EXERCISE INPUT:
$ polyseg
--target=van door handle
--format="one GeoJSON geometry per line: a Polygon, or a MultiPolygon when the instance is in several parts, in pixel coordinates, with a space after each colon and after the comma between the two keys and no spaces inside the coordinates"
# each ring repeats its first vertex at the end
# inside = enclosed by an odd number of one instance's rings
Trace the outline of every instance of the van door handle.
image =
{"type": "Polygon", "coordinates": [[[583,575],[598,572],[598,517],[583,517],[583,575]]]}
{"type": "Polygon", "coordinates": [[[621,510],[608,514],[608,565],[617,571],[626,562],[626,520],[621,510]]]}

--

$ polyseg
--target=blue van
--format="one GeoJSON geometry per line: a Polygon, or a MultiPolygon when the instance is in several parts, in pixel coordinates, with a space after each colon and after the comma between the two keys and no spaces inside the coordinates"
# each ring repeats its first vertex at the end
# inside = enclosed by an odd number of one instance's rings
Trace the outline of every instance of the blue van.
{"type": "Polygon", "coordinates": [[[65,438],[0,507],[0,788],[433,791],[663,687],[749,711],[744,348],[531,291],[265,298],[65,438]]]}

PROBLEM: Please pick out every line in the records that contains the word "coordinates" and copy each of those lines in full.

THE REPLY:
--format="one GeoJSON geometry per line: a Polygon, or a MultiPolygon when the instance is in several parts, in pixel coordinates, with a space after each colon and after the comma between the two keys and no spaces inside the coordinates"
{"type": "Polygon", "coordinates": [[[583,575],[598,572],[598,517],[583,517],[583,575]]]}
{"type": "Polygon", "coordinates": [[[621,510],[608,514],[608,565],[617,571],[626,562],[626,520],[621,510]]]}
--format="one GeoJSON geometry per line: a Polygon, or a MultiPolygon when the instance is in several parts, in pixel coordinates, with a space after each colon and after the comma between the two keys and no spaces inside the coordinates"
{"type": "Polygon", "coordinates": [[[65,438],[0,507],[0,788],[433,791],[663,687],[749,711],[744,348],[531,291],[265,298],[65,438]]]}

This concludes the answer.